● **Zestaw zadań**
**a)** Streść w dwóch zdaniach artykuł o amerykańskim budżecie obronnym dla Europy.
**b)** Powtórz bez żadnych zmian fragment artykułu o amerykańskim budżecie obronnym dla Europy od słów „Jak pisze The” aż do słów „żołnierzy) w Europie.”.
**c)** Podejmij artykuł o amerykańskim budżecie obronnym dla Europy i napisz jego dalszy ciąg, zaczynając po ostatnim zdaniu.

● **Tekst źródłowy**
§

Reklama

Siły zbrojne

Według doniesień Stars and Stripes do Europy mogą trafić m.in. kolejne BWP Bradley. Fot. US Army.

Amerykanie wzmocnią obecność w Europie. „Czterokrotne zwiększenie budżetu”

Pentagon planuje aż czterokrotne zwiększenie budżetu na obecność sił zbrojnych Stanów Zjednoczonych w Europie – donosi The New York Times. Ma to służyć rozszerzeniu potencjału odstraszania ewentualnej agresji ze strony Federacji Rosyjskiej. Na kontynent może trafić kolejny zestaw wyposażenia dla brygady pancernej - pisze Stars and Stripes.

Jak pisze The New York Times, projekt budżetu Departamentu Obrony na rok fiskalny 2017 ma przewidywać aż 3,4 mld dolarów na „wydatki obronne w Europie”. Kwota ta została przez amerykański dziennik porównana do 789 mln dolarów – czyli specjalnych funduszy, z puli na operacje zagraniczne, przeznaczonych na wzmocnienie obecności na Starym Kontynencie w ramach European Reassurance Initiative.

Cytowany przedstawiciel władz amerykańskich miał stwierdzić, że tak znaczące zwiększenie wydatków obronnych będzie odbiciem długoterminowego trendu. W założeniu ma to umożliwić między innymi utrzymanie ciągłej, rotacyjnej obecności jednostki wielkości jednej brygady (około 3-5 tys. żołnierzy) w Europie.

Obecnie, oprócz dwóch brygadowych zespołów bojowych stacjonujących na stałe (2 Pułk Kawalerii w Niemczech i 173 Brygada Powietrznodesantowa), do Europy rotowana jest jedna brygada pancerna, przyporządkowana US Army Europe na dany rok. Z uwagi na charakter obecności i długość zmian, w danym czasie na kontynencie znajduje się na ogół jedynie część brygady (np. jeden z trzech batalionów pancerno-zmechanizowanych brygady).

Przypuszczalnie utrzymywanie w rejonie działań (czyli w Europie) całości sił jednej brygady w sposób ciągły spowodowałoby konieczność wydzielenia do rotacji więcej niż jednej tego typu jednostki w danym roku. Stars and Stripes donosi, że jednocześnie mógłby zostać ograniczony zakres ćwiczeń rotacyjnych z udziałem jednostek stacjonujących na stałe w Europie – 173. Brygady Powietrznodesantowej i 2. Pułku Kawalerii, w celu ich odciążenia. W ich miejsce w manewrach braliby udział (w większym, niż obecnie zakresie) żołnierze stacjonujący na stałe w USA.

§

● **Zebrane dane**
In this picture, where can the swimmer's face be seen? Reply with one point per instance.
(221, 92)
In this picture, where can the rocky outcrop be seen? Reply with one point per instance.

§

● **Odpowiedzi poniżej**
**a)** Według The New York Times Pentagon planuje czterokrotnie zwiększyć budżet na obecność sił zbrojnych USA w Europie, a projekt budżetu na rok fiskalny 2017 ma przewidywać 3,4 mld dolarów na wydatki obronne w Europie, co ma rozszerzyć potencjał odstraszania ewentualnej agresji ze strony Federacji Rosyjskiej. Zwiększenie wydatków ma między innymi umożliwić ciągłą, rotacyjną obecność jednostki wielkości jednej brygady, a według Stars and Stripes mógłby jednocześnie zostać ograniczony zakres ćwiczeń rotacyjnych z udziałem jednostek stacjonujących na stałe w Europie.

**b)**
Jak pisze The New York Times, projekt budżetu Departamentu Obrony na rok fiskalny 2017 ma przewidywać aż 3,4 mld dolarów na „wydatki obronne w Europie”. Kwota ta została przez amerykański dziennik porównana do 789 mln dolarów – czyli specjalnych funduszy, z puli na operacje zagraniczne, przeznaczonych na wzmocnienie obecności na Starym Kontynencie w ramach European Reassurance Initiative.

Cytowany przedstawiciel władz amerykańskich miał stwierdzić, że tak znaczące zwiększenie wydatków obronnych będzie odbiciem długoterminowego trendu. W założeniu ma to umożliwić między innymi utrzymanie ciągłej, rotacyjnej obecności jednostki wielkości jednej brygady (około 3-5 tys. żołnierzy) w Europie.

**c)**
Na razie nie wiadomo na pewno, czy kwota 3,4 mld dolarów odnosi się do działań wzmacniających obecność amerykańskich wojsk w Europie w świetle kryzysu na Ukrainie, czy też zawiera się w niej część finansowania dla normalnej działalności jednostek, które już wcześniej stacjonowały na kontynencie. Biorąc pod uwagę sytuację finansową Pentagonu, nie można wykluczyć próby przesunięcia do „operacyjnych” funduszy które nie są objęte zapisami Budget Control Act części potrzeb nie związanych bezpośrednio z prowadzeniem operacji zagranicznych.

Stars and Stripes wspomina też o planach rozmieszczenia w Europie sprzętu dla brygady pancernej, prawdopodobnie więc na kontynent może trafić kolejny tego typu zestaw, złożony między innymi z około 250 ciężkich pojazdów bojowych, w tym około 90 czołgów M1A2 Abrams, 130 BWP Bradley i 18 haubic samobieżnych M109A6. Sprzęt dla jednej brygady pancernej został już bowiem rozmieszczony w Europie (część wyposażenia, w tym np. dla dowództwa, ma w tym roku być rozlokowana w Polsce), a o dążeniu do podobnego rozwiązania wspominał były dowódca US Army generał Ray Odierno. Na razie jednak żadne decyzje, dotyczące rozlokowania sprzętu drugiej brygady nie zostały formalnie ogłoszone.

Omawiane doniesienia są kolejnym dowodem na to, że Stany Zjednoczone zdają sobie sprawę z zagrożenia ze strony Rosji. Oznaczają wydatne wzmocnienie finansowania obecności w Europie, nawet jeżeli dojdzie do pewnych przesunięć w kierunku większego wykorzystania „operacyjnych” funduszy. Realizacja zapowiedzi, o jakich pisały The New York Times i Stars and Stripes przyczyniłaby się do dalszego zwiększenia kolektywnej zdolności obronnej i szybkości reagowania na zagrożenia na Starym Kontynencie. W te informacje wpisuje się też nowa strategia US European Command, w której odstraszanie rosyjskiej agresji wymieniono jako pierwszy spośród priorytetów.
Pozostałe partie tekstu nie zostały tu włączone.